■ Page text
__________
- Directed by: Hans Deppe
- Written by: Hans-Joachim Kulenkampff (story); Wolf Neumeister (screenplay);
- Produced by: Alfred Stöger (producer); Kurt Ulrich (producer);
- Starring: See below
- Cinematography: Elio Carniel [de]
- Edited by: Renate Jelinek
- Music by: Hans Lang
- Production companies: Kurt Ulrich Filmproduktion (West Germany),; Wiener Mundus-Film (Austria);
- Distributed by: Deutsche Film Hansa (West Germany)
- Release date: 1958;
- Running time: 97 minutes
- Countries: Austria; West Germany;
- Language: German

= Immer die Radfahrer =

1958 film

Immer die Radfahrer (Cyclists Forever) is a 1958 Austrian / West German comedy film directed by Hans Deppe.

== Plot summary ==
As students Fritz (Heinz Erhardt), Ulrich (Hans-Joachim Kulenkampff) and Johannes Wolf Albach-Retty came to the town of Burgsteinach on a bike tour through Carinthia. The young men each fell in love with one of the girls living there.

Ulrich, a heartthrob who had already been married three times, later made a name for himself as a film actor, Fritz married and became a successful eggnog manufacturer, and Johannes found in Tilla the woman for life and his vocation as a high school professor. In one of the last school lessons before the long holidays, he talks to his students about their plans for their free time and tells them about the trip to Burgsteinach.
__________
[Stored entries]
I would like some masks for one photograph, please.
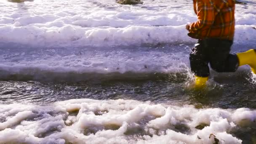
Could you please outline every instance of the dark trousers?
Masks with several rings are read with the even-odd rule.
[[[189,56],[191,70],[198,77],[206,77],[210,74],[208,64],[219,72],[234,72],[239,61],[235,54],[230,54],[233,41],[217,39],[199,40]]]

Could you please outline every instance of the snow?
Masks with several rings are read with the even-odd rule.
[[[246,108],[197,109],[122,99],[1,105],[0,112],[1,143],[212,144],[216,136],[221,144],[241,144],[230,133],[245,120],[253,125],[256,119],[256,111]],[[207,126],[195,128],[202,123]],[[189,130],[177,131],[179,125]]]
[[[195,42],[184,28],[196,20],[192,1],[144,1],[123,5],[114,0],[2,0],[0,42],[43,48]],[[252,45],[256,4],[246,2],[236,5],[235,41]]]
[[[192,1],[144,2],[1,0],[0,77],[188,71]],[[236,52],[256,45],[256,4],[244,2],[236,5]]]

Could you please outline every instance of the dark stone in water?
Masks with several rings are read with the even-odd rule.
[[[140,0],[118,0],[117,3],[121,5],[138,5],[143,4]]]
[[[196,126],[195,128],[197,129],[201,130],[204,128],[206,126],[209,126],[209,125],[205,123],[201,123],[199,125]]]

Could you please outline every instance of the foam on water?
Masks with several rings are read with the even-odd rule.
[[[197,109],[123,99],[73,99],[0,106],[1,143],[241,144],[237,127],[255,126],[249,109]]]
[[[192,1],[144,1],[2,0],[0,42],[44,48],[194,42],[184,28],[196,20]],[[255,4],[246,2],[236,5],[235,43],[253,45]]]
[[[2,0],[0,78],[171,73],[179,64],[189,67],[195,40],[184,26],[196,20],[192,2],[144,1]],[[245,2],[236,6],[235,52],[256,45],[256,7]]]

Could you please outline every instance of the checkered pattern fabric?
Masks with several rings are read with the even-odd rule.
[[[193,1],[197,21],[190,24],[189,36],[197,39],[233,40],[235,0]]]

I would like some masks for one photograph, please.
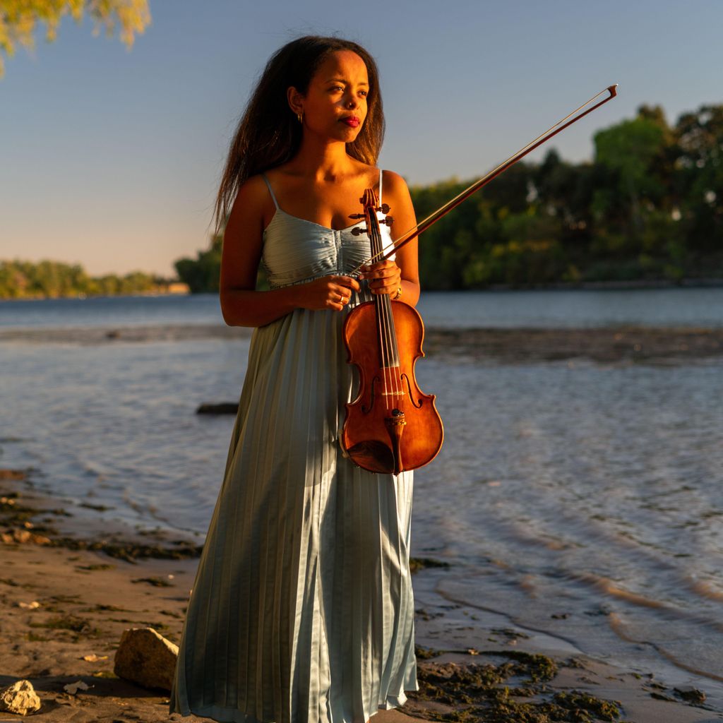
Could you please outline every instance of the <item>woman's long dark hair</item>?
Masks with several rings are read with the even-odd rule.
[[[306,35],[292,40],[266,64],[234,134],[216,197],[216,234],[226,224],[241,186],[250,176],[286,163],[299,150],[301,127],[288,106],[287,90],[293,86],[305,94],[327,56],[343,50],[362,58],[369,77],[367,119],[354,142],[346,144],[346,152],[365,163],[377,163],[384,138],[384,113],[374,59],[361,46],[340,38]]]

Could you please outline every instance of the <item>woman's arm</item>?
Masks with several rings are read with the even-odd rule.
[[[263,241],[264,206],[268,190],[260,176],[239,189],[223,234],[220,297],[223,320],[229,326],[263,326],[294,309],[341,311],[359,283],[348,276],[325,276],[308,283],[257,291],[256,276]]]
[[[389,204],[392,238],[396,239],[416,225],[411,197],[404,179],[391,171],[384,172],[382,200]],[[417,239],[403,246],[396,253],[395,261],[385,259],[370,265],[371,270],[362,275],[369,280],[373,294],[388,294],[393,298],[401,287],[402,301],[416,306],[419,300],[419,270]]]

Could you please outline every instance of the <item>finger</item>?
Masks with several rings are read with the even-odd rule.
[[[351,299],[351,291],[346,286],[337,286],[331,292],[331,300],[333,303],[340,304],[342,307],[349,303]]]
[[[359,281],[351,276],[335,276],[335,279],[337,283],[341,284],[346,288],[352,288],[355,291],[362,291],[362,287],[359,286]]]

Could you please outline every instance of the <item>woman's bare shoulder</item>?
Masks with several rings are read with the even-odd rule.
[[[382,172],[384,174],[382,193],[385,198],[397,198],[405,202],[411,198],[409,188],[403,176],[387,168]]]

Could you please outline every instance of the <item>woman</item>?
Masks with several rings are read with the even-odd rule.
[[[221,302],[227,324],[256,329],[169,712],[364,723],[418,689],[412,474],[361,469],[338,442],[358,384],[346,314],[374,294],[419,295],[414,243],[349,275],[371,255],[349,226],[365,189],[396,235],[416,223],[404,181],[375,166],[383,130],[369,54],[306,37],[269,61],[233,140]],[[255,290],[260,260],[270,291]]]

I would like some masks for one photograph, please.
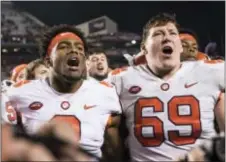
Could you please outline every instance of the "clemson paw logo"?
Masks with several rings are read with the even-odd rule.
[[[42,106],[43,106],[43,104],[42,104],[41,102],[36,101],[36,102],[31,103],[31,104],[29,105],[29,108],[30,108],[31,110],[39,110],[39,109],[42,108]]]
__________
■ Exercise objective
Reproduce the Immer die Radfahrer article word for word, between "- Directed by: Hans" and "Hansa (West Germany)", inclusive.

■ Answer
- Directed by: Hans Deppe
- Written by: Hans-Joachim Kulenkampff (story); Wolf Neumeister (screenplay);
- Produced by: Alfred Stöger (producer); Kurt Ulrich (producer);
- Starring: See below
- Cinematography: Elio Carniel [de]
- Edited by: Renate Jelinek
- Music by: Hans Lang
- Production companies: Kurt Ulrich Filmproduktion (West Germany),; Wiener Mundus-Film (Austria);
- Distributed by: Deutsche Film Hansa (West Germany)